::: RECORDS FOR PROCESSING :::

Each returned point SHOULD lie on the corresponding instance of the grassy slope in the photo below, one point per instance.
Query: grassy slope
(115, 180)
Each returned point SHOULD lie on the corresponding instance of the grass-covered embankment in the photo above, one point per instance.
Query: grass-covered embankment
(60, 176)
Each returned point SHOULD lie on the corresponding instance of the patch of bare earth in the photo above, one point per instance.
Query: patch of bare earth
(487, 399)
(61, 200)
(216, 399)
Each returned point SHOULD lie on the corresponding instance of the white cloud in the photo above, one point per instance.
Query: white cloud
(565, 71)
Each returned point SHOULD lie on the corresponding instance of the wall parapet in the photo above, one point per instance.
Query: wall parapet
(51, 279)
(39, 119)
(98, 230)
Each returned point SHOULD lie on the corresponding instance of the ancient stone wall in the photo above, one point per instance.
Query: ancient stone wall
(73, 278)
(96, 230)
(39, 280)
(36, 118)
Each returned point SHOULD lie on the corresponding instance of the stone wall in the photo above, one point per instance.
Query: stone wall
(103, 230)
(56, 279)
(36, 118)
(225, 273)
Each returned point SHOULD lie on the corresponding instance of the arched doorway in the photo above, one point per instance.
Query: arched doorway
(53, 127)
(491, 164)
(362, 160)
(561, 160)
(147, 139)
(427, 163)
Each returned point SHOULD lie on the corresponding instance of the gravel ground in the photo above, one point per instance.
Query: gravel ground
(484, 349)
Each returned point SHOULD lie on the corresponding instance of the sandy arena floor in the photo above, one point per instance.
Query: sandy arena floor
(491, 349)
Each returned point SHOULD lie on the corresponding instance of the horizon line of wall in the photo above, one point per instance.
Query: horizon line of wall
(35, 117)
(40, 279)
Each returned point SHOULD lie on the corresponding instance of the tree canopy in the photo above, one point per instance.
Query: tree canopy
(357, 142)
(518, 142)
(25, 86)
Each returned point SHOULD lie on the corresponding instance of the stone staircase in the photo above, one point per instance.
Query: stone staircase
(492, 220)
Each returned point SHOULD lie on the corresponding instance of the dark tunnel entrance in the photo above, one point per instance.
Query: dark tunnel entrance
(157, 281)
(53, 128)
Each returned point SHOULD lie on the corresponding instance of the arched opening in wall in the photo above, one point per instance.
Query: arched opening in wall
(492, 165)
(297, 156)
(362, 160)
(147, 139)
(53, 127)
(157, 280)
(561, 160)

:::

- WHAT IS REQUIRED -
Repeat each record in full; every line must match exactly.

- SOLUTION TO THIS PROBLEM -
Each returned point SHOULD lie on the corresponding instance of the grassy slope in the photo below, one point per instance.
Query: grassy slope
(115, 180)
Each returned point SHOULD lie on the corresponding instance of the grass-covered embankment in the photo above, one point per instance.
Query: grass-covered embankment
(60, 176)
Each returned point SHOULD lie on the corresponding instance of the patch of bare earth in the photo above, one point per instance.
Query: patch of bare earth
(487, 399)
(61, 200)
(216, 399)
Each returned point SHOULD lie on the corresponding instance of the white cloud in the photo above, one point per instance.
Query: white cloud
(565, 71)
Each returned point SHOULD lie on the corresponding instance of the wall parapet in the photo above, one point per instance.
Query: wall parapet
(51, 279)
(39, 119)
(98, 230)
Each returned point SHOULD lie on the corresponding instance of the ancient stone wall in the photo above, one point per instance.
Query: ancient stone wall
(73, 278)
(96, 230)
(39, 280)
(36, 118)
Each returned point SHOULD lie on the corresponding instance of the stone wall in the photo above, one point per instance.
Query: stone wall
(103, 230)
(56, 279)
(36, 118)
(225, 273)
Each returned point SHOULD lie on the corresponding instance of the arched doorway in the photo above, one point per instance.
Query: arched doorway
(53, 127)
(491, 164)
(362, 160)
(561, 160)
(147, 139)
(427, 163)
Each returned point SHOULD lie on the corresponding instance of the gravel ground in the photo above, one point per instance.
Query: gravel ground
(484, 349)
Each returned point SHOULD lie on the corresponding instance of the sandy arena floor in the photo above, one point per instance.
Query: sandy arena floor
(491, 349)
Each returned point SHOULD lie on the corresponding instance of the horizon line of wall in the photo above, one point per instance.
Query: horizon line of wall
(35, 117)
(40, 279)
Each returned point SHOULD lie on the corresponding instance of the tree canopy in the photo above, one point per instance.
Query: tree canopy
(357, 142)
(518, 142)
(25, 86)
Each returned point SHOULD lie on the corresponding instance of the stone staircase in the photo above, one point per instance.
Query: stone staircase
(492, 220)
Each returned point SHOULD lie on the corresponding instance of the dark tunnel entrance in the photo above, one point per instance.
Query: dark tunnel entrance
(157, 281)
(53, 128)
Each returned point SHOULD lie on the corresponding instance of the arched opening in wall in the photo above, one point per instance.
Query: arched opening in wall
(492, 165)
(297, 156)
(362, 160)
(147, 139)
(53, 127)
(157, 280)
(561, 160)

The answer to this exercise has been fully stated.